When you see your pet lazing around your house, you’re probably not thinking that he could learn to feed himself, let alone detect diseases. Guess what? Your little critter might be able to sense illness and danger better than any human can!
Have you ever seen your cat cowering and then running to hide before a storm breaks? It’s not because your feline is a scaredy-cat; they actually sense an adjustment in weather patterns like atmospheric changes. A study from the National Tsing Hua University in 2011, reveals that a week before a magnitude 9 earthquake struck Japan, the cats began to act strangely (restless, scared and frustrated).
Great news, your dog isn’t just your best friend – good old Fido may also be able to identify cancer. During a study done by the American Urological Association, dogs successfully sniffed out cancer with a 98% accuracy rate. Dogs have 200 million olfactory cells in their noses, so it’s no wonder that they can detect diseases, as well as find drugs during police raids.
——————
[Tasks to carry out]
1/ Could you write out the part of the piece on pets sensing illness and danger that opens with the words containing "When you see" and closes with "any human can!"?
2/ Can you continue the piece on pets sensing illness and danger from where it stops?
——————
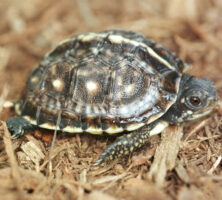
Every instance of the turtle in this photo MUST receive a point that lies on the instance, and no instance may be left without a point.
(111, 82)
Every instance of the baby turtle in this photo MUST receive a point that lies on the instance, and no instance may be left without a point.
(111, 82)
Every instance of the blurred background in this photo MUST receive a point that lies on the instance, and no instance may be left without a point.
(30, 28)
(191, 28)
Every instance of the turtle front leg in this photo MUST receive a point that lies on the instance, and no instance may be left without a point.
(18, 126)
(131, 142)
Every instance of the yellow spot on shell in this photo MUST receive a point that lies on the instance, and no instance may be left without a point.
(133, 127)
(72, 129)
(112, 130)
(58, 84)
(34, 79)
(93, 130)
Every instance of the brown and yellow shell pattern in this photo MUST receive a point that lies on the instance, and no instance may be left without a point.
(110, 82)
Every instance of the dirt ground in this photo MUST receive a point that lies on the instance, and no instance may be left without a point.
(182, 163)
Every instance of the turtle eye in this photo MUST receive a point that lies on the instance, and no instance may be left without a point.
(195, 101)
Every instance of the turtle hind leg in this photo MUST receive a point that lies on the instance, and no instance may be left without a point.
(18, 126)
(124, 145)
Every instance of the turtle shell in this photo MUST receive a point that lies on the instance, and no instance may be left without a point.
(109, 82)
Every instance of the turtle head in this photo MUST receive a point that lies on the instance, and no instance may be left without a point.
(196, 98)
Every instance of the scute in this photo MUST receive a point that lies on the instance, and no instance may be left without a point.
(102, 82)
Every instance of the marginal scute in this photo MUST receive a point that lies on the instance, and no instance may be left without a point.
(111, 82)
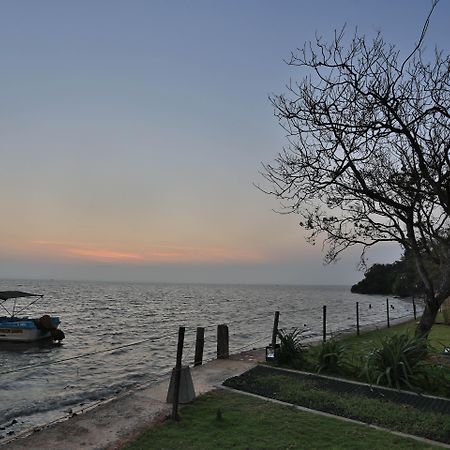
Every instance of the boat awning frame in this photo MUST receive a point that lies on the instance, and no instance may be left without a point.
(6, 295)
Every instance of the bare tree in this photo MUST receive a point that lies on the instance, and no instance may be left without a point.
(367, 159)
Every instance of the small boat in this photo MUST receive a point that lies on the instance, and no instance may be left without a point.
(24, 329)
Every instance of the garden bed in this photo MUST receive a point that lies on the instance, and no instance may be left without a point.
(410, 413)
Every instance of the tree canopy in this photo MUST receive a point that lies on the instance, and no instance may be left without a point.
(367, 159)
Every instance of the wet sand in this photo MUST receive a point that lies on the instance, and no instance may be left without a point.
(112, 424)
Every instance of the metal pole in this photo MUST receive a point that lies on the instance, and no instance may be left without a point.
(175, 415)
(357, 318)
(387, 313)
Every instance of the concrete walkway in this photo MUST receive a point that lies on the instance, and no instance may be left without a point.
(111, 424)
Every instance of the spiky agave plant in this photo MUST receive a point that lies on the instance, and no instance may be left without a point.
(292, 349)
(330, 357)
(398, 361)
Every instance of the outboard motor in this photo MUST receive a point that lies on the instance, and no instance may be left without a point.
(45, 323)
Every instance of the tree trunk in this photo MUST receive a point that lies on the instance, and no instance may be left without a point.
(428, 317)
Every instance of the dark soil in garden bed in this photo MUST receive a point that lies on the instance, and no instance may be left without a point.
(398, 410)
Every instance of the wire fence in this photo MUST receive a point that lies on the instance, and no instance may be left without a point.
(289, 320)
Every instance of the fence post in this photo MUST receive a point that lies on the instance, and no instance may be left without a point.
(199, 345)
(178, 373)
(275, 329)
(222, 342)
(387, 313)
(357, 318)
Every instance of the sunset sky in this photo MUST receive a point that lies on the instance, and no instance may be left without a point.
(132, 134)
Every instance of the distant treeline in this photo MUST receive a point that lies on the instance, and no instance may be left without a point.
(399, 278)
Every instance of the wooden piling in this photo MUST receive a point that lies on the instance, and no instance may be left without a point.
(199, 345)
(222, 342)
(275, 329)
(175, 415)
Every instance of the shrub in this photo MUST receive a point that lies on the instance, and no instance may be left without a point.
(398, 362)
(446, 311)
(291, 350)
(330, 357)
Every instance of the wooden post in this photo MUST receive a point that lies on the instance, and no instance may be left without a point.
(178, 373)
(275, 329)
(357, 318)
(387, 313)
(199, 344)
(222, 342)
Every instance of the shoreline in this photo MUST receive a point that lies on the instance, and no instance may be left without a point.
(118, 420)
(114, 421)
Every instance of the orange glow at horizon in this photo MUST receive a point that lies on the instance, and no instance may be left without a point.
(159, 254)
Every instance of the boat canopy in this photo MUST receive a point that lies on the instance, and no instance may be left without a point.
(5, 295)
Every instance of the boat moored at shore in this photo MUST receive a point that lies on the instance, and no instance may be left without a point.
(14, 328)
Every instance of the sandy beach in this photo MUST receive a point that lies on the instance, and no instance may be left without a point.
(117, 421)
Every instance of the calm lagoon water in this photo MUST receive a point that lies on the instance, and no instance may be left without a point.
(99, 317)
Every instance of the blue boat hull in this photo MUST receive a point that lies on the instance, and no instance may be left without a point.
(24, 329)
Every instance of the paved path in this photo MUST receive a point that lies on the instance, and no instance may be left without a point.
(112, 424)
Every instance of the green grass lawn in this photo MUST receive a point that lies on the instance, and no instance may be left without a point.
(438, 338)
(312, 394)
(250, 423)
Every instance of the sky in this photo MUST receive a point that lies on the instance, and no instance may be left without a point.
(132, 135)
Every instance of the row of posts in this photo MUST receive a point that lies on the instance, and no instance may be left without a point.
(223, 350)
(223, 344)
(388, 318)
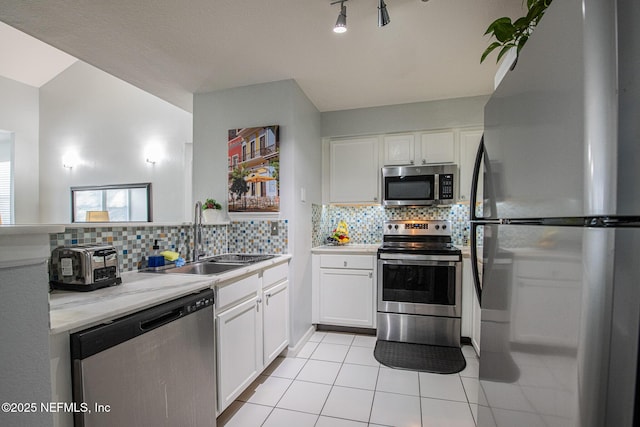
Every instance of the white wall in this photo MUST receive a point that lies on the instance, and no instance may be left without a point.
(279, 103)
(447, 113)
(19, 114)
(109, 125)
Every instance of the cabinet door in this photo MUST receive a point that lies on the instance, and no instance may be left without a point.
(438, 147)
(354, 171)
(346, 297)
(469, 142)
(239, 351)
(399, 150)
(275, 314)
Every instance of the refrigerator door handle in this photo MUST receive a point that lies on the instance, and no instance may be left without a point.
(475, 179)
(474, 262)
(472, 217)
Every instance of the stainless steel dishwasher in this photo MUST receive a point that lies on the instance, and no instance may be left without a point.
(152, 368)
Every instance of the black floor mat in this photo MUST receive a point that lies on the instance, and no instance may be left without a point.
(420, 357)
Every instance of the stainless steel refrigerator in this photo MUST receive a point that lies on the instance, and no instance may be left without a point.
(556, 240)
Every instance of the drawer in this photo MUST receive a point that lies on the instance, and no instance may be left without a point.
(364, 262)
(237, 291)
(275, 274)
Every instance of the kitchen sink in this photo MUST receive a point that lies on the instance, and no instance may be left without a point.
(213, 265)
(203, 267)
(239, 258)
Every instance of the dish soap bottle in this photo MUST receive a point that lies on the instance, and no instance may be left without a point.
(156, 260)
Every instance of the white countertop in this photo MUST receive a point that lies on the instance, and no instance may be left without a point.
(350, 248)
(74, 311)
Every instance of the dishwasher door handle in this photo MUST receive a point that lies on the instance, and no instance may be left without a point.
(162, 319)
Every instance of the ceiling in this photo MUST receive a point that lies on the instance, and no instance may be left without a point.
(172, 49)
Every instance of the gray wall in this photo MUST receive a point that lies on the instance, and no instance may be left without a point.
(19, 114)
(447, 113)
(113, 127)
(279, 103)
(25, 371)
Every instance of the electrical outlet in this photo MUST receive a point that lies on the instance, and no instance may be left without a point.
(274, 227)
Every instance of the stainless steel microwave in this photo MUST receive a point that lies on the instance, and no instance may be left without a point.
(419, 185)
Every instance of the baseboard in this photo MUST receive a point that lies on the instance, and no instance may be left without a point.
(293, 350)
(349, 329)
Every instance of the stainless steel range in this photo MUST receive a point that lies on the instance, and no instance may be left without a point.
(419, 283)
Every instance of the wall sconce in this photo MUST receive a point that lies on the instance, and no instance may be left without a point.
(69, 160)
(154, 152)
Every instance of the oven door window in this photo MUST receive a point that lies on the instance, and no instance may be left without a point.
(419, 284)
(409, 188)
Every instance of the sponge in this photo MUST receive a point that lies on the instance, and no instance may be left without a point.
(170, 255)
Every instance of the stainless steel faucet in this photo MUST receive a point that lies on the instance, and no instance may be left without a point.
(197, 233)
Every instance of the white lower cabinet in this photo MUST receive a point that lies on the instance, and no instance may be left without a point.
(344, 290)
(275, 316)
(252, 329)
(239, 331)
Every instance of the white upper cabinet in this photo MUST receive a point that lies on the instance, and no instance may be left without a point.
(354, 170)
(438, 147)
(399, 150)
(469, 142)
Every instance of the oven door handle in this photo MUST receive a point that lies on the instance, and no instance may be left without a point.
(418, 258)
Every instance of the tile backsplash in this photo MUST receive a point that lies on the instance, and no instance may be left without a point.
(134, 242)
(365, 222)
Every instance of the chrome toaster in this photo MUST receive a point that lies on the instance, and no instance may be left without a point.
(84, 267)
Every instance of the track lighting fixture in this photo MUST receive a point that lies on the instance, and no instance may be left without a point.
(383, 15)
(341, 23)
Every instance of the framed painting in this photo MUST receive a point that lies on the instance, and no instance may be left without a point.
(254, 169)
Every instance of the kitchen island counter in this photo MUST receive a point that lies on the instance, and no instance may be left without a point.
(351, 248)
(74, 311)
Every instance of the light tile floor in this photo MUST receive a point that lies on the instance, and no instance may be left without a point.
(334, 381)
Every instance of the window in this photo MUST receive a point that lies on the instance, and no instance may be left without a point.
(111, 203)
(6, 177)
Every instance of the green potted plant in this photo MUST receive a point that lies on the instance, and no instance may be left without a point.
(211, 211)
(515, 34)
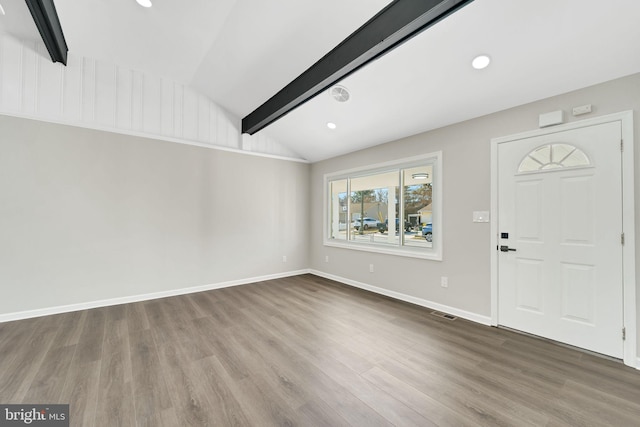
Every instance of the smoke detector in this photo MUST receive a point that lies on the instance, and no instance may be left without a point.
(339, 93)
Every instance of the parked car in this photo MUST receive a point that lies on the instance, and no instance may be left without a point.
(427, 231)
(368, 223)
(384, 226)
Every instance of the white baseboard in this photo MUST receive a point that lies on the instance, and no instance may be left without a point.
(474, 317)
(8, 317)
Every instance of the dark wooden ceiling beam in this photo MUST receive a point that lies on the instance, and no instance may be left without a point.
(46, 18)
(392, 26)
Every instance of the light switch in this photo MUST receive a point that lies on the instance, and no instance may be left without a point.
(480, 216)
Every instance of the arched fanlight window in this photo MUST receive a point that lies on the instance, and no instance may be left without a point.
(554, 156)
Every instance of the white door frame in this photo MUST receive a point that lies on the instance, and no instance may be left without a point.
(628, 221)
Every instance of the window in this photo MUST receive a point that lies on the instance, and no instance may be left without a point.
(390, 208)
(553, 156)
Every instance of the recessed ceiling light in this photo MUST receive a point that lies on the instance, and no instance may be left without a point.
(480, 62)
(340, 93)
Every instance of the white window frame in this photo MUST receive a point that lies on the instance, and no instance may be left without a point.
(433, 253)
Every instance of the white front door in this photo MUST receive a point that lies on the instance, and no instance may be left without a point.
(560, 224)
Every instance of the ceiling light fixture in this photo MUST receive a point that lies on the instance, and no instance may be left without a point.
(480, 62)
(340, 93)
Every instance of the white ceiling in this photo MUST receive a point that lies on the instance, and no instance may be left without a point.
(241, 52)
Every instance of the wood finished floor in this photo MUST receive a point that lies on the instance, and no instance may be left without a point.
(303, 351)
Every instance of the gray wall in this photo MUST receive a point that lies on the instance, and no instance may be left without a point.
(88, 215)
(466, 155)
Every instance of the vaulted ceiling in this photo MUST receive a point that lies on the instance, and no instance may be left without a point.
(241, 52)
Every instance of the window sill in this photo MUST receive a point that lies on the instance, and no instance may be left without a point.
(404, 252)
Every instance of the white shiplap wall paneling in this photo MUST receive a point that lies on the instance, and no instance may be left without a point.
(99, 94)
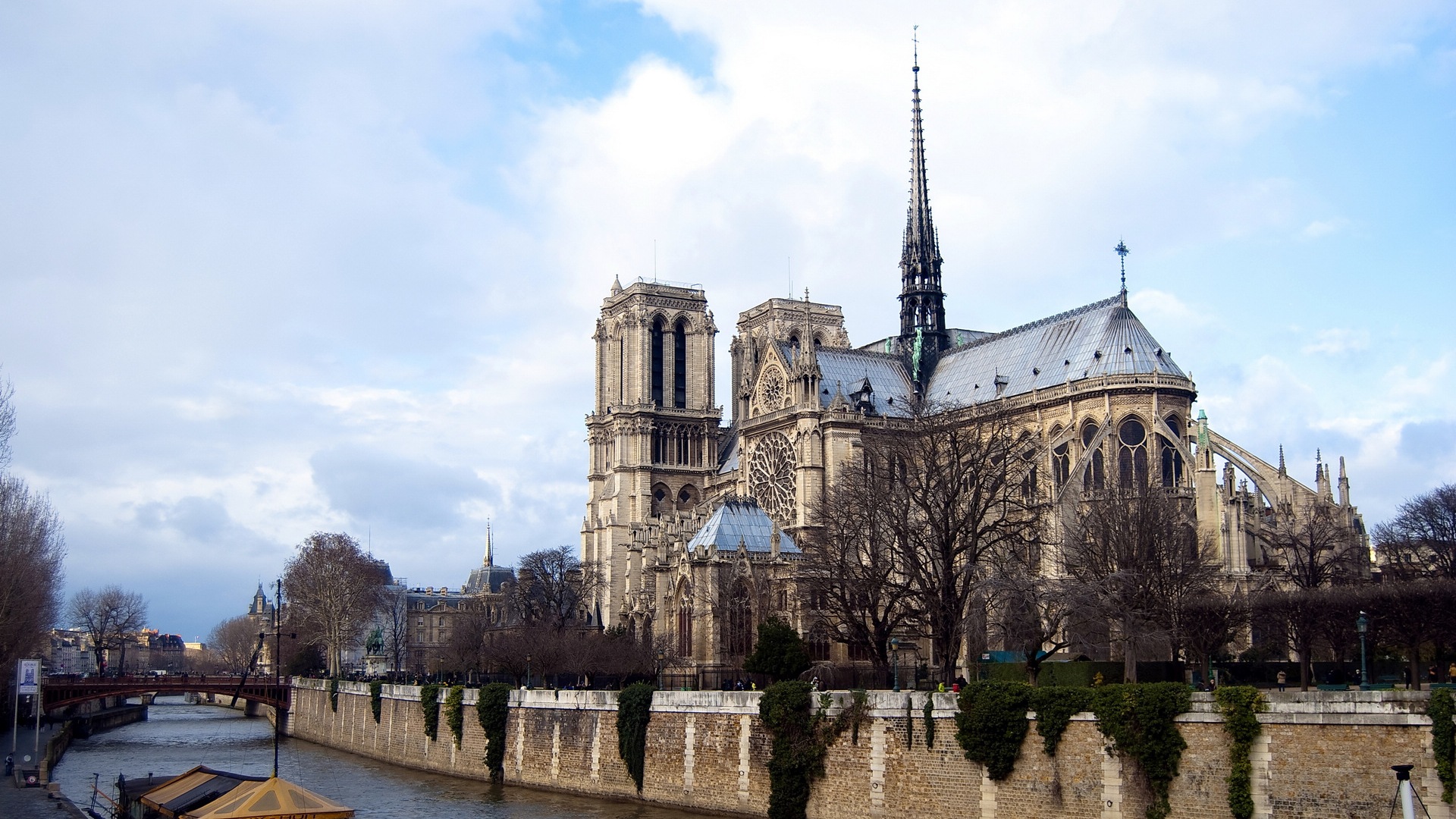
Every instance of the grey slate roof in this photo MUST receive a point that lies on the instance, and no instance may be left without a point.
——————
[Set of answers]
1/
When you see your pet lazing around your house, you’re probably not thinking that he could learn to feed himself, let alone detect diseases. Guess what? Your little critter might be able to sense illness and danger better than any human can!

2/
It’s hard to believe that flies are more than just annoying, but they may have a use. The antennae of a fruit fly are covered in receptor neurons, giving it a sense for unusual odours, like the difference between a healthy human without disease and a human who has cancer or other diseases. As fruit flies respond on a biological level and not a behavioural one, researchers believe that they could be excellent detectors of cancer.
African pouched rat
Research shows that they could be helpful in diagnosing TB (tuberculosis) in humans. The World Health Organization discovered that the African pouched rat can sense TB and other potential germs in human saliva. This discovery means that these little critters could help to diagnose future cases, as they can properly detect tuberculosis at an 86% rate. Although they might not be the go-to option for detecting diseases like TB, the African pouched rat could be helpful during times like war and in clinics that can’t afford high-end equipment.